** DOCUMENT SEGMENT **
* * * * * * * * *
But in Thailand many were being dazzled and seduced by an American president who they discovered had this strange affinity for the native brand of Buddhism and to the local monasteries. And in the good old Burma — the romantic land of Amitav Gosh’s elephants, planet’s last dictators and forever young Aung Sang Sui Kyi — the Myanmar Times welcomed him as “O-Burma”.


Can we then blame Pakistanis for falling in love with this strange unbelievable character: Barack Hussain Obama? Before you ask me to get my head examined, let me quickly clarify; I am not talking of now, this accident I am referring to happened more than fourteen hundred days ago, in the seductive summer of 2008.


For Pakistanis Senator Obama, the presidential candidate, meant a challenger to the status quo, David and Goliath story in reverse; a break in the Anglo-Saxon and Jewish stranglehold on global power. And above all, they had a sneaking suspicion that the aspiring president, however hard he may deny, is actually one of them — a Muslim.
* * * * * * * * *
** GIVEN EXERCISE **
Write the next few paragraphs of the essay on how Pakistanis saw Barack Obama in 2008, starting after its final sentence.

** STORED DATA **
* * * * * * * * *
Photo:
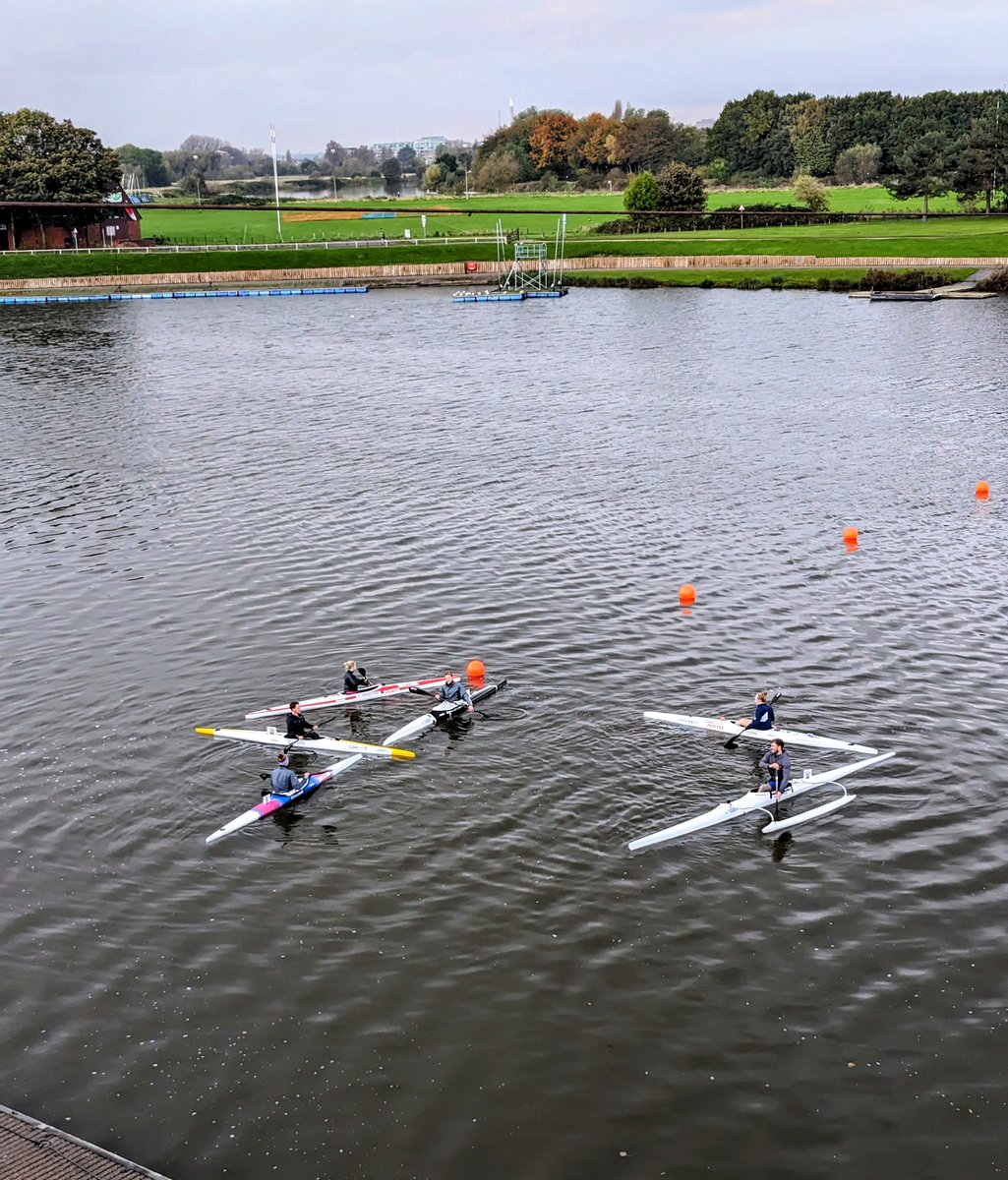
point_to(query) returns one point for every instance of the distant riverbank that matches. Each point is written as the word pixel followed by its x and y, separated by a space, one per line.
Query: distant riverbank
* * * * * * * * *
** TASK RESULT **
That was in the months before the U.S. elections of 2008, when the candidate Obama oozed optimism while talking of finding solutions in the Middle East and at least once referred to the Holbrooke’s dreaded “K word.”


It was in those balmy heady days, when many also read an exuberant article written by Professor Adil Najam who then still taught at Boston University. This piece with its rather suggestive title, “Barack Obama’s Pakistan Connections” went into details of how Senator Obama’s mother, Ann Dunham, had worked and lived in Pakistan as a UNDP consultant, how she travelled between Lahore and Gujranwala and lived for months in Lahore’s Avari Towers; and how young Obama had been visiting her.


All this was perhaps, sufficient for Pakistanis as evidence of their good fortunes; of their moment in history with a new messiah, a younger Nixon in White House. But there was more — young Obama had travelled across Pakistan; stayed with his college friends in Karachi; his roommate in Manhattan during Columbia days, “Sohale Siddiq” was a Pakistani and his memoirs, Dreams from My Father provide glimpses of his friendship with several Pakistanis in college days. 


Time passed on. In February 2010, I did a TV programme in which I invited respected politician, Senator Mushahid Hussain, and prominent TV Anchor Talat Hussain to analyze what one year of Obama presidency meant for Pakistanis.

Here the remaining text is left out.